→ **PROBLEM STATEMENT**:
Every line from the one containing "Which spot lies innermost in each instance of the tree trunk?" to the final line of the material below must be reproduced exactly; leave out all other lines.

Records
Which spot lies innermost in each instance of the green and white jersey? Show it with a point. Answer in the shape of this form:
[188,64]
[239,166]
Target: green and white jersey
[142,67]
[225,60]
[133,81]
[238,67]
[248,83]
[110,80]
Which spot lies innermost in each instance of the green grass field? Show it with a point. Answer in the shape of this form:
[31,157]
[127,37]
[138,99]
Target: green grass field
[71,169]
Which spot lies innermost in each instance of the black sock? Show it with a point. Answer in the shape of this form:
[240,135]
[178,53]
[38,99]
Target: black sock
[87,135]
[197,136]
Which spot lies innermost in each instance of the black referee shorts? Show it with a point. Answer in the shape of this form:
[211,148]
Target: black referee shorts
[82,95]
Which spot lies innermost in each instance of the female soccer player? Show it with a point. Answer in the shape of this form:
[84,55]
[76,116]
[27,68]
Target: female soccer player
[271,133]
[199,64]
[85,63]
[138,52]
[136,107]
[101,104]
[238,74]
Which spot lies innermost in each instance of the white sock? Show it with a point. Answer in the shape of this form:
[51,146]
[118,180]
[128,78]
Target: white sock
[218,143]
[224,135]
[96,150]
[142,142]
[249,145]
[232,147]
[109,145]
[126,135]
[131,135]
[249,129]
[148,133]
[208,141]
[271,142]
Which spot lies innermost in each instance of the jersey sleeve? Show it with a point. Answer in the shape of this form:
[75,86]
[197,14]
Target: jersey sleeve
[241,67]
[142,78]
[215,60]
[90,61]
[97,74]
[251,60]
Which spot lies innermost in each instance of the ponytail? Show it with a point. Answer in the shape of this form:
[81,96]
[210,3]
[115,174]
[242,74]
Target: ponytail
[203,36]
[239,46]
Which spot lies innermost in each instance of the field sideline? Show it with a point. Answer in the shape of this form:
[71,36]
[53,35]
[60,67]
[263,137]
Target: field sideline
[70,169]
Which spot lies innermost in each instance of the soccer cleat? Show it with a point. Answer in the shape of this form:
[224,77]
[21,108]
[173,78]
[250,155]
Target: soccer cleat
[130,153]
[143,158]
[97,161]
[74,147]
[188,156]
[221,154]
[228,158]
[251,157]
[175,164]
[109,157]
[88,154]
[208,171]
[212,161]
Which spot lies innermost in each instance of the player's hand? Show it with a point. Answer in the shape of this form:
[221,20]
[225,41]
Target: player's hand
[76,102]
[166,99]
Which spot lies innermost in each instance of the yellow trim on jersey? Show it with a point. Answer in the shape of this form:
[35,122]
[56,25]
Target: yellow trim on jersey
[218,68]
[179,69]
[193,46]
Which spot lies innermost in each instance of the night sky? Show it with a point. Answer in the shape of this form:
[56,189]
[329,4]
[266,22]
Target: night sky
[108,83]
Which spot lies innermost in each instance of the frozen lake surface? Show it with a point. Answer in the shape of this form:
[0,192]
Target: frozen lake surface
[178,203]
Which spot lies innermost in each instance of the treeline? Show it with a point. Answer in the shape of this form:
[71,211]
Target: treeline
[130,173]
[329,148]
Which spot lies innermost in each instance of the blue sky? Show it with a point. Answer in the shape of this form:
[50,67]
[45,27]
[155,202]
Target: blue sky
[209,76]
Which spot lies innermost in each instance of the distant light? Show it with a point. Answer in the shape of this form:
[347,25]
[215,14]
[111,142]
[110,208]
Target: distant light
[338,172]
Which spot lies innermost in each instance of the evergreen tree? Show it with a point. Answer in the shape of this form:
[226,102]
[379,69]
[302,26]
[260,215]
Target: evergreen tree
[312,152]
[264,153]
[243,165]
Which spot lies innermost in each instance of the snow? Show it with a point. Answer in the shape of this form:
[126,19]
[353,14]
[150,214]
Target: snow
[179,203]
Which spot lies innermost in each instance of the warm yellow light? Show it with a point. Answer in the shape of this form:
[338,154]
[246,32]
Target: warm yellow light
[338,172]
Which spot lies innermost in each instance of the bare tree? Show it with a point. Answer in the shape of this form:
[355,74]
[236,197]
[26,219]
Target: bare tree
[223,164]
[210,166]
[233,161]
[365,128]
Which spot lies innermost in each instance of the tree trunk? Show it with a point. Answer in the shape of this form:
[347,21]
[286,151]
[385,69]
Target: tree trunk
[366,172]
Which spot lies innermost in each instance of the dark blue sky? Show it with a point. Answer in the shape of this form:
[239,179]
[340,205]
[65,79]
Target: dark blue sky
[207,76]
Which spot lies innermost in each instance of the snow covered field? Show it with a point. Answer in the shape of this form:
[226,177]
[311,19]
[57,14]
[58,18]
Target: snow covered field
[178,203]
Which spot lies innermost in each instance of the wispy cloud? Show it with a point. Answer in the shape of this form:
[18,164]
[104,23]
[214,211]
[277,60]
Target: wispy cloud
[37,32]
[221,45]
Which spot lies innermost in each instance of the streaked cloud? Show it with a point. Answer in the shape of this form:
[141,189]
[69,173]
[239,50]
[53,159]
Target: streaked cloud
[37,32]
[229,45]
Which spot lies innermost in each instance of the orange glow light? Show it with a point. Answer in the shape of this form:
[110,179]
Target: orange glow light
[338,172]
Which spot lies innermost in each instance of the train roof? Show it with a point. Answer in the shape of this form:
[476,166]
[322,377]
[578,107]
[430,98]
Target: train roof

→ **FULL ANSWER**:
Which spot lies innermost in each instance of the tree trunk? Show it with a point. Answer in the shape of this form:
[347,21]
[286,151]
[385,69]
Target: tree trunk
[366,172]
Which spot lies innermost in each instance of the dark blue sky? Show it with a point. Answer in the shape of this form:
[239,179]
[340,205]
[65,79]
Target: dark blue sky
[207,76]
Which spot lies innermost in each instance of the snow covered field? Show it with a point. Answer in the shape of this form:
[226,177]
[311,19]
[57,14]
[58,18]
Target: snow covered field
[178,203]
Which spot lies innermost in each instance of the wispy cloud? Show it with a point. Answer in the shape of this form:
[18,164]
[104,23]
[214,211]
[277,60]
Target: wispy cloud
[37,32]
[221,45]
Which spot lies innermost in each instance of the streaked cloud? Show it with a point. Answer in the shape of this form:
[141,189]
[69,173]
[239,50]
[53,159]
Target: streaked cloud
[37,32]
[229,45]
Which spot lies innermost in each instance of the orange glow light? Show it with a point. Answer in the shape of this form:
[110,179]
Target: orange glow light
[338,172]
Which spot lies innermost in each instance of the train roof? Show it with a point. Answer in the shape of this form:
[476,166]
[322,377]
[578,107]
[430,98]
Target: train roof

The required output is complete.